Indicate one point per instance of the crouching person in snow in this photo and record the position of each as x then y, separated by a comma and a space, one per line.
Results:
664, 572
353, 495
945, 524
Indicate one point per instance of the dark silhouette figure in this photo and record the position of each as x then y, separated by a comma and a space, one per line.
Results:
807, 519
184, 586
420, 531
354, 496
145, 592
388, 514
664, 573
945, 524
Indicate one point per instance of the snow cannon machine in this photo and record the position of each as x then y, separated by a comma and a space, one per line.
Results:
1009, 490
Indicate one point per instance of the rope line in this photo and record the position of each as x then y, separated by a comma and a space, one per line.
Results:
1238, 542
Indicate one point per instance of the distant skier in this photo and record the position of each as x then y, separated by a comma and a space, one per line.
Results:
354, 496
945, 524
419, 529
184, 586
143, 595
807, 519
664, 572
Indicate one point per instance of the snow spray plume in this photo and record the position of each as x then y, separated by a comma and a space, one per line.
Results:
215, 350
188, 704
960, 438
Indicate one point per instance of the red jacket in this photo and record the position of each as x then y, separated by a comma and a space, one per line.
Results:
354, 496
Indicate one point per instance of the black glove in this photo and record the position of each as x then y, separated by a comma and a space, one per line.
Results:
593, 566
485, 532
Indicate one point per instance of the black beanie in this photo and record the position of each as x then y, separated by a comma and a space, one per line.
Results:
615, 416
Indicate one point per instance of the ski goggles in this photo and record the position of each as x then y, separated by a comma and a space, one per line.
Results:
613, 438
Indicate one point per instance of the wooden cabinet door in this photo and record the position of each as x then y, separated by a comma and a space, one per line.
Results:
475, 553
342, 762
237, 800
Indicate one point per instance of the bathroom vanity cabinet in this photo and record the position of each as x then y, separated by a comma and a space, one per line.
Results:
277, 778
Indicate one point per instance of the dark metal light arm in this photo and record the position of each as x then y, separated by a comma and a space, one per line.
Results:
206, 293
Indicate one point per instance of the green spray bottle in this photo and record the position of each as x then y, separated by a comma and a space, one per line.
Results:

--------------------

Instructions for the task: Turn every line of the entries above into a JSON list of strings, one string per line, with blank lines omitted.

Final result:
[
  "Indicate one point per instance of the crouching person in snow in this photo and record the position of each as x then y, separated by a comma and a space, one per line.",
  "Results:",
  "664, 572",
  "353, 495",
  "945, 524",
  "Indicate one point per instance of the dark silhouette figure in this photo and record the position of each as x then y, separated by a comma and a space, one per line.",
  "Results:",
  "807, 519",
  "184, 586",
  "420, 531",
  "354, 496",
  "145, 592",
  "388, 514",
  "664, 573",
  "945, 524",
  "Indicate one point per instance of the snow cannon machine in this photo and record the position of each as x then y, separated by a comma and a space, one per line.",
  "Results:",
  "1009, 490",
  "Indicate one point per instance of the rope line in this photo and record the position of each as x then y, separated by a comma and a space, one per line.",
  "Results:",
  "1238, 542",
  "Indicate one point per instance of the distant skier in this photo and record the position of each as x then y, separated by a comma and a space, one per line.",
  "Results:",
  "354, 496",
  "945, 524",
  "419, 529",
  "184, 586",
  "143, 595",
  "807, 519",
  "664, 572",
  "Indicate one point per instance of the snow spray plume in this photo and record the position of each as x then y, separated by a comma and a space, one per line.",
  "Results:",
  "215, 350",
  "188, 704",
  "960, 438",
  "Indicate one point per instance of the red jacket in this photo and record the position of each as x then y, separated by a comma and a space, one per line.",
  "Results:",
  "354, 496",
  "Indicate one point per instance of the black glove in this photo and record the position of each as x then y, separated by a comma and a space, one per line.",
  "Results:",
  "593, 566",
  "485, 532",
  "Indicate one point per instance of the black beanie in this photo and record the position of each as x then y, separated by a comma and a space, one per line.",
  "Results:",
  "615, 416",
  "Indicate one point per instance of the ski goggles in this photo and record the position of each as x then y, separated by a comma and a space, one per line.",
  "Results:",
  "613, 438",
  "Indicate one point per instance of the wooden cabinet door in this photo and record the position of each as x then y, separated by a comma and a space, one per line.",
  "Results:",
  "475, 553",
  "342, 762",
  "237, 800",
  "Indicate one point per instance of the bathroom vanity cabinet in this photo and record the position of each as x then y, separated by a comma and a space, one per line.",
  "Results:",
  "277, 778",
  "Indicate one point per instance of the dark metal light arm in this photo and record the position of each as x then y, separated by a comma and a space, one per line.",
  "Results:",
  "206, 293",
  "Indicate one point per instance of the green spray bottle in this photo and record the position of each as x then y, separated by a comma and a space, one per line.",
  "Results:"
]